§ WHAT THIS TASK INVOLVES
Search the entries below for the string "suit" and copy the lines that hold it.

§ RECORDED DATA
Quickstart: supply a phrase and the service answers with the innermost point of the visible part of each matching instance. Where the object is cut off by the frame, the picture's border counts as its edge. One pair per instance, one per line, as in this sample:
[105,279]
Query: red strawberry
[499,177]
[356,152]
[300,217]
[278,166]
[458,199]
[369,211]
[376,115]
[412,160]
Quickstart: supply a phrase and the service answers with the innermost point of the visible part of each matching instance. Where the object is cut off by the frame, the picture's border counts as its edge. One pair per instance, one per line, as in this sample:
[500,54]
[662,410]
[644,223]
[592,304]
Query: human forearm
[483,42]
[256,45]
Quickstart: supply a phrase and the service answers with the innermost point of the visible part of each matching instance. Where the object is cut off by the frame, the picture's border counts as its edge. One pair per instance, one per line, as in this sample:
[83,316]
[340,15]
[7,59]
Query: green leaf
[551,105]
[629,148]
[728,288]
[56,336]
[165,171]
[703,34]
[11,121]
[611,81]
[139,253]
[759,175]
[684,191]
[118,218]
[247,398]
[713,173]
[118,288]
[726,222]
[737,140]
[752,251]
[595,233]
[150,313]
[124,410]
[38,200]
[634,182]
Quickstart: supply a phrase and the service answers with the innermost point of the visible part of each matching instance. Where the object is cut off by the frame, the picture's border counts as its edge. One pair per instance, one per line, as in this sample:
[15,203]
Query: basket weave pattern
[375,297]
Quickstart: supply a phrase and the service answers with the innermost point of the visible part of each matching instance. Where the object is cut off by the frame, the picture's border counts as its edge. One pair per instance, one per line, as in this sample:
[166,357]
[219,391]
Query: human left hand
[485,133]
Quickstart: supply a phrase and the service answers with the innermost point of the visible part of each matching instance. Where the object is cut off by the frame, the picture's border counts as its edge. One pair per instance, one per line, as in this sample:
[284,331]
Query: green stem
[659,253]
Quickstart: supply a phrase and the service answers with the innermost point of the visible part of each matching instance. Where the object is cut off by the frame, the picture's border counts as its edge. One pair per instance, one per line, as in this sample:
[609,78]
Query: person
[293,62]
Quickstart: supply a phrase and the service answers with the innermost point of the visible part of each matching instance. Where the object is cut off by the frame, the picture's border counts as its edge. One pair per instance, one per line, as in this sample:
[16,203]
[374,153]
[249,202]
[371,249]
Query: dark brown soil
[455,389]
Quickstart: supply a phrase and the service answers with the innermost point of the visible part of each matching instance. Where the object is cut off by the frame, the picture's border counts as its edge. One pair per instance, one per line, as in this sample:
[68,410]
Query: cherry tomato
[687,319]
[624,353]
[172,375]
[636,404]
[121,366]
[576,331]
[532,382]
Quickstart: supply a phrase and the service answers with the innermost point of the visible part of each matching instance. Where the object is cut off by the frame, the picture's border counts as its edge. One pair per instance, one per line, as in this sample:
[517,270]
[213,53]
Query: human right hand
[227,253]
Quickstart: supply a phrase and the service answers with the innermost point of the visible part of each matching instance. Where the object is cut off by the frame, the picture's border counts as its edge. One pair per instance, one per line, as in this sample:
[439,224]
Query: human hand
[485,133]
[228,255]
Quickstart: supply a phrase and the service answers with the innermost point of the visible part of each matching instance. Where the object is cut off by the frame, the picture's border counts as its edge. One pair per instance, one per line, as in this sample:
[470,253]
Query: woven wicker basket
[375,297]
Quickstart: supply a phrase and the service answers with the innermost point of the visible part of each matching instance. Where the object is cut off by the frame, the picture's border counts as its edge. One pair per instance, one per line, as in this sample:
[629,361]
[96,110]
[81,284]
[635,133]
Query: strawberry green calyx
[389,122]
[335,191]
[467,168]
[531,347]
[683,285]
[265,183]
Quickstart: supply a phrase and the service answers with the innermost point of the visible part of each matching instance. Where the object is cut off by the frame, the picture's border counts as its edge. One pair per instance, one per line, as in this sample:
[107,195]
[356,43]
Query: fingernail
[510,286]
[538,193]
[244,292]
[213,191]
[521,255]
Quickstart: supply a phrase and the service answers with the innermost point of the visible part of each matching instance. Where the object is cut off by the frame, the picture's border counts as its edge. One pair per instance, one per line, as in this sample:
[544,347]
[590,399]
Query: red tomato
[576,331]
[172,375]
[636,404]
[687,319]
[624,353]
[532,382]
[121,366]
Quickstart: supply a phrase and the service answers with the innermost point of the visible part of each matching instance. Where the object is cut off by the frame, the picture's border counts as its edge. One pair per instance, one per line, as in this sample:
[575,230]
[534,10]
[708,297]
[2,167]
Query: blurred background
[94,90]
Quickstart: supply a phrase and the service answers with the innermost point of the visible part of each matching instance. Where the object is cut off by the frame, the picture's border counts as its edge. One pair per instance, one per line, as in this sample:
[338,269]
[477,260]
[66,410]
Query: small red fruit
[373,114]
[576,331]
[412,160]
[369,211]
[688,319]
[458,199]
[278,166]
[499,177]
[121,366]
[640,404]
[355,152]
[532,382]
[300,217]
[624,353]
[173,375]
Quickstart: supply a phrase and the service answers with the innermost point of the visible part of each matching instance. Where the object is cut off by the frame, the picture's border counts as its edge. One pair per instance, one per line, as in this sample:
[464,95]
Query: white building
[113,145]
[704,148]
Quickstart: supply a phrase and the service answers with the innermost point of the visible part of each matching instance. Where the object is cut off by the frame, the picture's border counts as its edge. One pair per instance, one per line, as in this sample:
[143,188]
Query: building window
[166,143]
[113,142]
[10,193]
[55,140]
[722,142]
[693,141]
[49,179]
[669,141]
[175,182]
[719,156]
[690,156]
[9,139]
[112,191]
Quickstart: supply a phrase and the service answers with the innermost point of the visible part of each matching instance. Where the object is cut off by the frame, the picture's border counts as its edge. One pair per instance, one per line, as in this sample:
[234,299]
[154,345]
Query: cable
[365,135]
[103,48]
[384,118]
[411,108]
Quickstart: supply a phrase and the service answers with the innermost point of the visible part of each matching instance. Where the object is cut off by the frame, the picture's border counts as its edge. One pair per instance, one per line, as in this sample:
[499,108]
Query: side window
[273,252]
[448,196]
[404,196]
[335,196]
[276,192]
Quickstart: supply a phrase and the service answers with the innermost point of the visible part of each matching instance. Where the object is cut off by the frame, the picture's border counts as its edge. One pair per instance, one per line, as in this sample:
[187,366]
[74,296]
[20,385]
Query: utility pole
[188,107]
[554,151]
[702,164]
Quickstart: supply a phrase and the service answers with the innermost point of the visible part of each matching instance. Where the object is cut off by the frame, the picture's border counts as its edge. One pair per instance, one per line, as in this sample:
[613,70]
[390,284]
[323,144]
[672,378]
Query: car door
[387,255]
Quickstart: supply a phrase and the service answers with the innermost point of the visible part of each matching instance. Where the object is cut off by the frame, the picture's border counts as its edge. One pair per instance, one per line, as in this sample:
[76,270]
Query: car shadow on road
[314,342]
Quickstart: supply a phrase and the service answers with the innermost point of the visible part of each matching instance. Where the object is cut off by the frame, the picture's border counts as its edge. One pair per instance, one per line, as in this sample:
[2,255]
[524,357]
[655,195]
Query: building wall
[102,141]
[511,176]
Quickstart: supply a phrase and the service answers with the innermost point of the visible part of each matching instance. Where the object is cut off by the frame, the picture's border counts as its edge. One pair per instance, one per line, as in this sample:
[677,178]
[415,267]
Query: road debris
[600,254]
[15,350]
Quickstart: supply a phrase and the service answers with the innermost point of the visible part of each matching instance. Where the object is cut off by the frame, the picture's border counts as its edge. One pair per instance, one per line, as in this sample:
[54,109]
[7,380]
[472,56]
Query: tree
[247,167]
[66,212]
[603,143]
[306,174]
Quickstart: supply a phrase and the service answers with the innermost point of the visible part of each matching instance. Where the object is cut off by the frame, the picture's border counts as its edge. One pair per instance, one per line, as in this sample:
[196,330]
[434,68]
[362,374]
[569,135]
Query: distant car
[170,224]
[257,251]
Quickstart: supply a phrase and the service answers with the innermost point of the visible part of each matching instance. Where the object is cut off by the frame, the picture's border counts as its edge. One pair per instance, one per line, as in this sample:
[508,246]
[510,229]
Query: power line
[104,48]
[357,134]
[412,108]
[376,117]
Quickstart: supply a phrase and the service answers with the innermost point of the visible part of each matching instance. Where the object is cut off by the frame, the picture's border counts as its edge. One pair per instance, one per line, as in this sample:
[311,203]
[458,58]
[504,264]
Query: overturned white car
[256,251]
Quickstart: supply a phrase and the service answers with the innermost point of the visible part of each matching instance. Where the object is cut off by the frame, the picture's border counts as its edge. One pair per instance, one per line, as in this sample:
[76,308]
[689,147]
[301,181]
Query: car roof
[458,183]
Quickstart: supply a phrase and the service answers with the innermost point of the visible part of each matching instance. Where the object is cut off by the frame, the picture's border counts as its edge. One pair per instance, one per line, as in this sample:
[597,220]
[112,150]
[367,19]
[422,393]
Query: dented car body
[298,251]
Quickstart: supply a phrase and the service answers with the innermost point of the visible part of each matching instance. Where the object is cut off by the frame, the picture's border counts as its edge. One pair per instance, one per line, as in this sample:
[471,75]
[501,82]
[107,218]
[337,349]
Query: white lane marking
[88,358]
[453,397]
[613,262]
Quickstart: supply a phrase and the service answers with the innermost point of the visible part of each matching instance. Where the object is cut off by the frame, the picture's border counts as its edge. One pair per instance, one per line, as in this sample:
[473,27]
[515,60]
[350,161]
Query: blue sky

--

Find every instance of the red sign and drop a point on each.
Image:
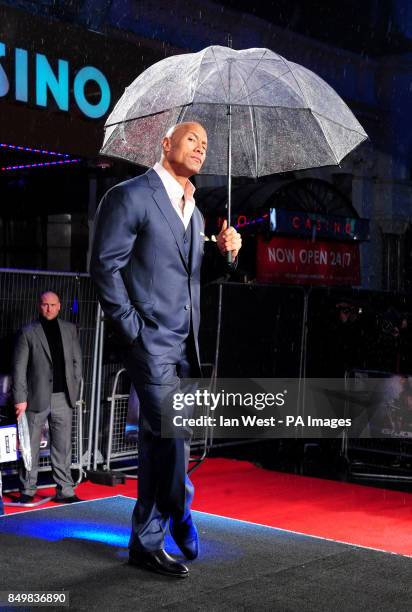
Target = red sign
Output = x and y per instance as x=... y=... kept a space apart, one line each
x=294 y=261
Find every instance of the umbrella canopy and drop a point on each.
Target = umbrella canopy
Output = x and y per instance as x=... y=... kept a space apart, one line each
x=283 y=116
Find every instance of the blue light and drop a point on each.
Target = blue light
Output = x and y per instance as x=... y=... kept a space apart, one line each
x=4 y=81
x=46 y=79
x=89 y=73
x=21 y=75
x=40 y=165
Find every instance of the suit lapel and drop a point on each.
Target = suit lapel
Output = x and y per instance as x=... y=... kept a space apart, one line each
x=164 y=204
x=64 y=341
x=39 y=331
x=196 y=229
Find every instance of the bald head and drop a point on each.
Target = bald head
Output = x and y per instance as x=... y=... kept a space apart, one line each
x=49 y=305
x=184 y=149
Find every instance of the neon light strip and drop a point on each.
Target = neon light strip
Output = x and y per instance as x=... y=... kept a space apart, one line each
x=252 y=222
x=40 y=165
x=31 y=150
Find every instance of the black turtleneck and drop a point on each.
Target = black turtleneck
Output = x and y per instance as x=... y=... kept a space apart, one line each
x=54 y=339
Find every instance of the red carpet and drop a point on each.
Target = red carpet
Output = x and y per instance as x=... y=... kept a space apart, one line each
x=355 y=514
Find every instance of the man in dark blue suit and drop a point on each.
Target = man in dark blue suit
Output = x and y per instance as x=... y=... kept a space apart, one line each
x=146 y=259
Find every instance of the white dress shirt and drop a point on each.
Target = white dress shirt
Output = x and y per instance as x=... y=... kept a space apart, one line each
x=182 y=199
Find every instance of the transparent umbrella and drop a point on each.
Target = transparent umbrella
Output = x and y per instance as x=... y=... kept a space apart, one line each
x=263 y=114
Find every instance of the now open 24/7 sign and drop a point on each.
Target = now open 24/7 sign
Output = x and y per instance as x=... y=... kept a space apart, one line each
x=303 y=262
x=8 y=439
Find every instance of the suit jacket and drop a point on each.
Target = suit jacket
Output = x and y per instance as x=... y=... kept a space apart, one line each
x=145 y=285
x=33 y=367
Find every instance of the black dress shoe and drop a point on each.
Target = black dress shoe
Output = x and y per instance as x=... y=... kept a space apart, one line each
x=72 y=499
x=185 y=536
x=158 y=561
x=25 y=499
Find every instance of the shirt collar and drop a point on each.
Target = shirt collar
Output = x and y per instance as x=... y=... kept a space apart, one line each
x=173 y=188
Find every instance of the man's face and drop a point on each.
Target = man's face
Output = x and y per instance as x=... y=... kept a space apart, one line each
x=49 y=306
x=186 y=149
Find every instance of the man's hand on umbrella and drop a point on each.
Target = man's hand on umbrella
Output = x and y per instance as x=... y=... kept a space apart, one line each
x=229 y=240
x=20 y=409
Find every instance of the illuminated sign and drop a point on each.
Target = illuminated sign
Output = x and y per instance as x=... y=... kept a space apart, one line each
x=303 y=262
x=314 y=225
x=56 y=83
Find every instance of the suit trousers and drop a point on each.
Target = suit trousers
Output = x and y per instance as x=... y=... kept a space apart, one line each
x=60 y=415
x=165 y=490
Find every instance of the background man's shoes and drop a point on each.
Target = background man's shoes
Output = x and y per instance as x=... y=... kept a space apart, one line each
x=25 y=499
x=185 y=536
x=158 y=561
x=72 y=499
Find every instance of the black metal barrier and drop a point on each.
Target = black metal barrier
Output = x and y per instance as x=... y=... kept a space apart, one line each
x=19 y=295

§ RESULT
Find every instance of the suit lapel and drop a point on each.
Target = suit lapel
Find every instance of the man in dark blue suit and drop a point on each.
Target = man in dark blue suit
Find every instance of the suit jacket and drop a point on each.
Target = suit jacket
Find every instance of the suit trousers and drop a point on each.
Target = suit trousers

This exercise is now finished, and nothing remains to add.